= Data records =
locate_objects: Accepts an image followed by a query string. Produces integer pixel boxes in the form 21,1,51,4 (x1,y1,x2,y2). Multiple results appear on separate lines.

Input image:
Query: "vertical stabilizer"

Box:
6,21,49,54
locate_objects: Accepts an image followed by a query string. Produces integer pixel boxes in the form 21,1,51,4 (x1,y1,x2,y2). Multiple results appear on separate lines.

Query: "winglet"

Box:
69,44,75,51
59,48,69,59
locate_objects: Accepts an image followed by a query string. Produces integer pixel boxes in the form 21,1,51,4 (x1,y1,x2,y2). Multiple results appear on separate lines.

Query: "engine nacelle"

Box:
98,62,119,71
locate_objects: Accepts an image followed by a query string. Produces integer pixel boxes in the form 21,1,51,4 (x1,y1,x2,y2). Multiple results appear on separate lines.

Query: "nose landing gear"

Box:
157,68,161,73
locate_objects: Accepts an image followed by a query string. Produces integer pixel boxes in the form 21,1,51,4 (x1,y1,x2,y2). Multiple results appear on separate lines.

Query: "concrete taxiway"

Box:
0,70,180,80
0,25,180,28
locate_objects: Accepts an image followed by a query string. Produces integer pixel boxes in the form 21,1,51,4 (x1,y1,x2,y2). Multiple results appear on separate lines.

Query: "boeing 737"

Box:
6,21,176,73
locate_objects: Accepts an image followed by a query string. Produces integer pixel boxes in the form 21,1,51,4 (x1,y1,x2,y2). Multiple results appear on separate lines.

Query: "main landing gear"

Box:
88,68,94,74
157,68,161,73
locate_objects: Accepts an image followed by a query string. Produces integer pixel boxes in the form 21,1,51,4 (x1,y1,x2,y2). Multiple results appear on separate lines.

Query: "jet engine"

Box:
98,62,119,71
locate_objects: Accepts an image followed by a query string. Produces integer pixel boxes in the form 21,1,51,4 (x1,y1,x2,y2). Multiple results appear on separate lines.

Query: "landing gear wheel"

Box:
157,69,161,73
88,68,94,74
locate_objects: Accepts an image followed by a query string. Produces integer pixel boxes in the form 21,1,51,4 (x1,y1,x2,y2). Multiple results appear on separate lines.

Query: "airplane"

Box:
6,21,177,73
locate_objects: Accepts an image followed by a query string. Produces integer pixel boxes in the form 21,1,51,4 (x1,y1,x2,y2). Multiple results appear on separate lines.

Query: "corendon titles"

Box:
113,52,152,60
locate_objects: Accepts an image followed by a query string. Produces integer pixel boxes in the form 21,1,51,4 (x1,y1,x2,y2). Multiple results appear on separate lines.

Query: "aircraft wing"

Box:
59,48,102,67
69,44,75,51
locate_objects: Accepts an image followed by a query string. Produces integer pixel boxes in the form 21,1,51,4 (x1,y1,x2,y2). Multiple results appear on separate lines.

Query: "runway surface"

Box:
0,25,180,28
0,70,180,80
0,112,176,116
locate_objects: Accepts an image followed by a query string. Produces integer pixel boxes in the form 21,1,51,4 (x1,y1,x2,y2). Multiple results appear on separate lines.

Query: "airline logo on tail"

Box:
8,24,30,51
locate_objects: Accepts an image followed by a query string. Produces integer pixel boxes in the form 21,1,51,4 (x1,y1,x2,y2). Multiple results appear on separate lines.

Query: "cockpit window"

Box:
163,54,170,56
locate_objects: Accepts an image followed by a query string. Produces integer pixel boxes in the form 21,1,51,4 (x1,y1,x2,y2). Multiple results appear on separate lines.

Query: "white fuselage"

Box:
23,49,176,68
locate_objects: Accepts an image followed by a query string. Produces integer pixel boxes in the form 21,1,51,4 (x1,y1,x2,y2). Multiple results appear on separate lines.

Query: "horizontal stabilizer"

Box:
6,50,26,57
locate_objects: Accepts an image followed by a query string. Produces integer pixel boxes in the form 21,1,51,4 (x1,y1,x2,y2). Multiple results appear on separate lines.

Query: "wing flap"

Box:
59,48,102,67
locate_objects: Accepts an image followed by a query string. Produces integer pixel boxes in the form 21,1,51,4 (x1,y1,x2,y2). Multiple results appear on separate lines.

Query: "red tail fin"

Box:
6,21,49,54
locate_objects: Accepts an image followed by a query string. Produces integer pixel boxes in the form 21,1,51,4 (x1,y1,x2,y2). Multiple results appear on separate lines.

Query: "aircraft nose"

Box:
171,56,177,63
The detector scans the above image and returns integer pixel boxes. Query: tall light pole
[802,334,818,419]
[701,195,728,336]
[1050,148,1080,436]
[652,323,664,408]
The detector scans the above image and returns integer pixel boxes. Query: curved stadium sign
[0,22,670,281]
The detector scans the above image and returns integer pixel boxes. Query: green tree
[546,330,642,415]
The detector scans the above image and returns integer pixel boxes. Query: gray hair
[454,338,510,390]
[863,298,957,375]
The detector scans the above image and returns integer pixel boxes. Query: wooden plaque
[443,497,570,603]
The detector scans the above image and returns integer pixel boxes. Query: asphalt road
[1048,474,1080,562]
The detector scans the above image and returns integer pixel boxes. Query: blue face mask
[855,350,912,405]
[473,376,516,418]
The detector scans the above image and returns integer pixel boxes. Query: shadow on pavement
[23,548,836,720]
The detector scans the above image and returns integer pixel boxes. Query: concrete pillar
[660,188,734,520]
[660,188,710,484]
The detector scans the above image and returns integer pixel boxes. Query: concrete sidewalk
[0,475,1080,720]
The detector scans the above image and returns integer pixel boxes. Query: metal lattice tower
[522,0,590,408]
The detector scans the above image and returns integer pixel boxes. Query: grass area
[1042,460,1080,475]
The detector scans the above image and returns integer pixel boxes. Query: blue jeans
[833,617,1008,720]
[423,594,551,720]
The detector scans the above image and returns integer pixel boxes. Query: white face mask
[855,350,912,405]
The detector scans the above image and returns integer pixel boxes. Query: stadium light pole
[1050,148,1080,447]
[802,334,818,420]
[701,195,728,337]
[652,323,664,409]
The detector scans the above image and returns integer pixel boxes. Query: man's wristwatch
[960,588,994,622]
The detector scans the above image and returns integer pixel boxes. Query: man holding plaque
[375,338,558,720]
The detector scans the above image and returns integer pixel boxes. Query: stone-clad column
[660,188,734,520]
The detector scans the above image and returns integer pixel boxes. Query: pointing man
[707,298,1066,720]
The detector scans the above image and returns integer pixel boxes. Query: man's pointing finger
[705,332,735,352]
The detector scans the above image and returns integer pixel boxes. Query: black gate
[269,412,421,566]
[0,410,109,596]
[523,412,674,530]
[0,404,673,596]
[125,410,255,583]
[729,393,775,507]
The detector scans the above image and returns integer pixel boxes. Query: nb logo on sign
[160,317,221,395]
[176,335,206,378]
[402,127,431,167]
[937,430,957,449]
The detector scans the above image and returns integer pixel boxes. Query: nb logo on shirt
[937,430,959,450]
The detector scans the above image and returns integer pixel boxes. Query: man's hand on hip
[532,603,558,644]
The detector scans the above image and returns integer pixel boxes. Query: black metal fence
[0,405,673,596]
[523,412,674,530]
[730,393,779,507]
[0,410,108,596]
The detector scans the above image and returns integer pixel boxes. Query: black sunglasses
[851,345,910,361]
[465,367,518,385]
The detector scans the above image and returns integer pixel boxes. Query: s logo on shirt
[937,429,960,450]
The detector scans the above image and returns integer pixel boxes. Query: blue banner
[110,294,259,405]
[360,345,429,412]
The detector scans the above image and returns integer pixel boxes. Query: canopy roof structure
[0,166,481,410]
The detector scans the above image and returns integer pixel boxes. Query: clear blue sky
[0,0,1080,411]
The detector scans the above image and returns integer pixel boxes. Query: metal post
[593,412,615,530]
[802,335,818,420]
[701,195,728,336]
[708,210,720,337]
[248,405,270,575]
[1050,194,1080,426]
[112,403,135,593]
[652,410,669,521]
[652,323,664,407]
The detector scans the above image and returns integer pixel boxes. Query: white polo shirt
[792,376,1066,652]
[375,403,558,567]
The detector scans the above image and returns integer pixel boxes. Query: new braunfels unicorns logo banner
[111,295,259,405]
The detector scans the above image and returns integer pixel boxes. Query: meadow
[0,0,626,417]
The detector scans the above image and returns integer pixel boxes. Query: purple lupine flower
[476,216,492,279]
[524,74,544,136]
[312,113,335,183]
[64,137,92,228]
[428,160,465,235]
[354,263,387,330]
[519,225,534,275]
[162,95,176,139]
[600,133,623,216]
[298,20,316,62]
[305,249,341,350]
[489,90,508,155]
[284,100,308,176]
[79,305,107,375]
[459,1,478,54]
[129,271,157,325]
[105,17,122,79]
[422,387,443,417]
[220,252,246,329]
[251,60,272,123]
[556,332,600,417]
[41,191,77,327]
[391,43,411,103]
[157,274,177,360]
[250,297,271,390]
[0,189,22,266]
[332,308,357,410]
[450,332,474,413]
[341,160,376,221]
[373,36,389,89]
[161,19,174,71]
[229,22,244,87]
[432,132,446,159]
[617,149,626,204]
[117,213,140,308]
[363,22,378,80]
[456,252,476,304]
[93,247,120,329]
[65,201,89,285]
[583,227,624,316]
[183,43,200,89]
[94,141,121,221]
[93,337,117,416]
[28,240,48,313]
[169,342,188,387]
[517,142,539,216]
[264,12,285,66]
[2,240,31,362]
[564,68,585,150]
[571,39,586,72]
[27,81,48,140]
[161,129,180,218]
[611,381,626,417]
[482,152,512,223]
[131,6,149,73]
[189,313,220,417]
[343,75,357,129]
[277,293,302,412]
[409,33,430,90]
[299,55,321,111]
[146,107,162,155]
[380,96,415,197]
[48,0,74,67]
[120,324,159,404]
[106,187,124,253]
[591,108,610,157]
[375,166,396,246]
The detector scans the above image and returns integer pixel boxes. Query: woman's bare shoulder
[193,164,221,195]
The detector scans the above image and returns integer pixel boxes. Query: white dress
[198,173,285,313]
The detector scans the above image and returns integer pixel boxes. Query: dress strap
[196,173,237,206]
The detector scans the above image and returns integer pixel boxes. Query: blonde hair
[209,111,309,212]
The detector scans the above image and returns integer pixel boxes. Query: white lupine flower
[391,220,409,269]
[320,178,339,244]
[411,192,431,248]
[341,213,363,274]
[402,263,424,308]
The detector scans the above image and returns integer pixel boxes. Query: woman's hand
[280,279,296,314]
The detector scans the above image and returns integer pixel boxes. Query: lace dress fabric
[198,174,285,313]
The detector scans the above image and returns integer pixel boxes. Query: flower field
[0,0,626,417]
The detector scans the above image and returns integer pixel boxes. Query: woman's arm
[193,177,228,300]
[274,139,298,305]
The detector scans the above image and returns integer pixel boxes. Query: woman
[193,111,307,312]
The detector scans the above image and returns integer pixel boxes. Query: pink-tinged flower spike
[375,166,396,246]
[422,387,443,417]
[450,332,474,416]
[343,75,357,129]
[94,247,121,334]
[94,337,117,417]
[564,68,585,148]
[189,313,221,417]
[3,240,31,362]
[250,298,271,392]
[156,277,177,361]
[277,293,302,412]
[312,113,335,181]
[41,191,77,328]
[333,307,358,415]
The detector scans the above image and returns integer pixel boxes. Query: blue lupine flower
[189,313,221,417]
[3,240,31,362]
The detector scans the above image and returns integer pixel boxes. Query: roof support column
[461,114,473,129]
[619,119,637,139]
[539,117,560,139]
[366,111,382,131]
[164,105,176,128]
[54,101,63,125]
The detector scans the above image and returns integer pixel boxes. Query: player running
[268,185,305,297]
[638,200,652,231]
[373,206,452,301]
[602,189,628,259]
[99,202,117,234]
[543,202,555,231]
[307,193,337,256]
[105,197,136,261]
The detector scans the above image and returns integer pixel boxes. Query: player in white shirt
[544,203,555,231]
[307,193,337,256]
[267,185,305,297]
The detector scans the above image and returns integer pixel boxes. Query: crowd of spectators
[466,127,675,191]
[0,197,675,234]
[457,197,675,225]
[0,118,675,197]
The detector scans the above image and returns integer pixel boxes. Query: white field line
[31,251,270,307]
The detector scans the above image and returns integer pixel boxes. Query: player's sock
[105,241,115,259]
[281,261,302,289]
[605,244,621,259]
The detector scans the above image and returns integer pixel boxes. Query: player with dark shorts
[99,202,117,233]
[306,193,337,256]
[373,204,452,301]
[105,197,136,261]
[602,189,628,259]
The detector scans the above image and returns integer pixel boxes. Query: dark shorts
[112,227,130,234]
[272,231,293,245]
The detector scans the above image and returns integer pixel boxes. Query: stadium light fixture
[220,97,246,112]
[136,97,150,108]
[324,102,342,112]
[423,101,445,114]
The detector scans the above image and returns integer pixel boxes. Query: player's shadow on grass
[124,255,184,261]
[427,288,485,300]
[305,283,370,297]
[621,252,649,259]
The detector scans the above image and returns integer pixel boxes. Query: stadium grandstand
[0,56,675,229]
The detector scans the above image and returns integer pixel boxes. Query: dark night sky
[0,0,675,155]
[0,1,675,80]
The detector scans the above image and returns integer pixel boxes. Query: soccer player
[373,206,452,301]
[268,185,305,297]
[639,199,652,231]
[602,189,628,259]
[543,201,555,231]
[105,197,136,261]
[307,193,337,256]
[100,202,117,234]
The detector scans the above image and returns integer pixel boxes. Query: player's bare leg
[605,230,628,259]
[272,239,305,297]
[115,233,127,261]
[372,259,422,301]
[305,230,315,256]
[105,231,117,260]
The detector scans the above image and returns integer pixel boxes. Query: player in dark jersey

= Problem to solve =
State how many lines of the records contain the string "grass", matching case exactly. Give only the number.

= Solution to the exercise =
2